- **Apply what you read**:
- a) Decide whether each statement agrees with the passage on Fairfield Heights, answering yes or no and quoting the deciding words: (i) Uncle Bill's Barber Shop was established in 1963. (ii) The Commonwealth Bank branch closed in 2015. (iii) Brenan Park lies within Fairfield Heights.
- b) In the passage on Fairfield Heights, on what date did the Brown Jug Hotel acquire its current name?

- **Document passage**:
%%

Hammurabi Restaurant is located on Cultural Club's old premises in The Boulevarde. It is an ethnic restaurant, serving Assyrian cuisine and Iraqi cuisine, and it features a reception hall  for Assyrians.

Two of the longest-term commercial residents of Fairfield Heights are Uncle Bill's Barber Shop and the Brown Jug Hotel. Uncle Bill's barber shop was established in 1963 and stayed open until COVID shut down all businesses in the area, with service resuming in 2022 under a new barber with a new interior and a new name. The Brown Jug Hotel was built in the late 1960s as the Town Inn, by Ronald Leslie Tooby, a Bathurst born veteran of World War II. After being sold multiple times it acquired the current name on the 9th of August 1971. ABC Bicycles was another long-term commercial resident until its closure in 2015. The Commonwealth Bank had a branch there for over 50 years until it was closed in 2019 as a cost-cutting measure.

A dilapidated Food For Less store was demolished in 2011 and developed into a new Woolworths store, a pharmacy and restaurant location which was first occupied by a fish and chip shop then replaced by Al Basha, a Middle Eastern chicken and shawarma restaurant in 2015.

One series of the television show Fat Pizza was filmed at a restaurant location in the commercial area. Housos, another television show from the makers of Fat Pizza was filmed on location at the northern end of The Boulevarde where it becomes a cul-de-sac.

Recreational and sports
Prospect View Park is a floodlit sports ground that is home to the historic Smithfield Hotspurs Football Club, which is now Fairfield Hotspurs following a 1999 merger between Smithfield and the Fairfield Heights club. This was the junior club of Australian national team players Harry Kewell and Keanu Baccus. In summer the ground is used as a grade cricket field while in winter two full-size and one junior football fields are used. Fairfield Heights Park is a park that contains natural bushland, children's playgrounds and footpaths for walking or jogging. Although not situated in the suburb, Brenan Park is a very large park with multiple cricket, football and tennis courts that borders the western outskirts of Fairfield Heights.

%%

Point localization data:
%%

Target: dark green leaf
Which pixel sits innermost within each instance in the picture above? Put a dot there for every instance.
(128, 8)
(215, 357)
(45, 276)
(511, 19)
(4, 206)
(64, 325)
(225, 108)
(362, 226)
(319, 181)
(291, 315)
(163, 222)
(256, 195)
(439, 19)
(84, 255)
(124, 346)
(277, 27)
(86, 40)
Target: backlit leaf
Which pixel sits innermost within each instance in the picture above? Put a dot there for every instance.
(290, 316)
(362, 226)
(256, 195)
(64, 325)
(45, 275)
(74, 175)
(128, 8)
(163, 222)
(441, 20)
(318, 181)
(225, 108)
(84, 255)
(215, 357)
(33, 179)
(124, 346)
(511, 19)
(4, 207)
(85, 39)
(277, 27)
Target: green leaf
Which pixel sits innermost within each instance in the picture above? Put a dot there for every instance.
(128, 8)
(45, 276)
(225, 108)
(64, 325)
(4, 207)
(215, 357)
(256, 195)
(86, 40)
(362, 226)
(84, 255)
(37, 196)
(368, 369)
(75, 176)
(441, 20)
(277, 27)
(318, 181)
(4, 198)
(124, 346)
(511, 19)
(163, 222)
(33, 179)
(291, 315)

%%

- **Results in order**:
- a)
(i) Yes: "Uncle Bill's barber shop was established in 1963"
(ii) No: "until it was closed in 2019 as a cost-cutting measure"
(iii) No: "Although not situated in the suburb, Brenan Park"

- b) On the 9th of August 1971.